Supplied text

He steered into the high school parking lot, clicked off the ignition and scanned the scraps of his recent weeks. Crinkled chip bags on the dashboard. Soda cups at his feet. And on the passenger seat, a rumpled SAT practice book whose owner had been told since fourth grade he was headed to the Ivy League. Pencils up in 20 minutes. The boy exhaled. Before opening the car door, he recalled recently, he twisted open a capsule of orange powder and arranged it in a neat line on the armrest. He leaned over, closed one nostril and snorted it. Throughout the parking lot, he said, eight of his friends did the same thing. The drug was not cocaine or heroin, but Adderall, an amphetamine prescribed for attention deficit hyperactivity disorder that the boy said he and his friends routinely shared to study late into the night, focus during tests and ultimately get the grades worthy of their prestigious high school in an affluent suburb of New York City. Read this article.
Questions to consider:
Since children in foster care are more likely to be prescribed medication that their peers, what questions or concerns does this article bring up for you as an advocate?
What medications is your CASA child on and how do you keep up with new medications and changes in medications?
How do you ensure that your CASA child's medications go with her to a new placement?
What questions do you ask medical professionals about your CASA child's medications?
What would you do if you discovered your CASA child was abusing a prescribed medication? What if you found out they were selling their own medication to others?

Excerpted data
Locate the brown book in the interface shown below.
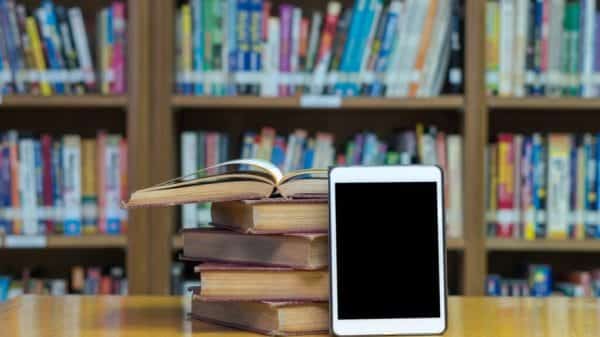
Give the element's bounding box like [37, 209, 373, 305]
[211, 198, 329, 234]
[195, 263, 329, 301]
[183, 229, 328, 269]
[192, 297, 329, 336]
[124, 159, 328, 208]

Task set
#1 From the Adderall text, copy the passage between "What medications is" and "a new placement?", inclusive.
#2 Answer these questions using the Adderall text:
(a) How many of the boy's friends in the parking lot did the same thing he did?
(b) What condition is Adderall prescribed for?
(c) Since what grade had the owner of the SAT practice book been told he was headed to the Ivy League?
#3 Summarize the Adderall text in two sentences.

Solution set
#1
What medications is your CASA child on and how do you keep up with new medications and changes in medications?
How do you ensure that your CASA child's medications go with her to a new placement?

#2
(a) Eight.
(b) Attention deficit hyperactivity disorder.
(c) Since fourth grade.

#3 Before an SAT, a high school boy snorts a line of Adderall in his car while eight of his friends in the parking lot do the same. Adderall is an amphetamine prescribed for attention deficit hyperactivity disorder, which the boy said he and his friends shared to study late, focus during tests and earn grades worthy of their prestigious high school, and the text ends with questions for CASA advocates about their CASA child's medications.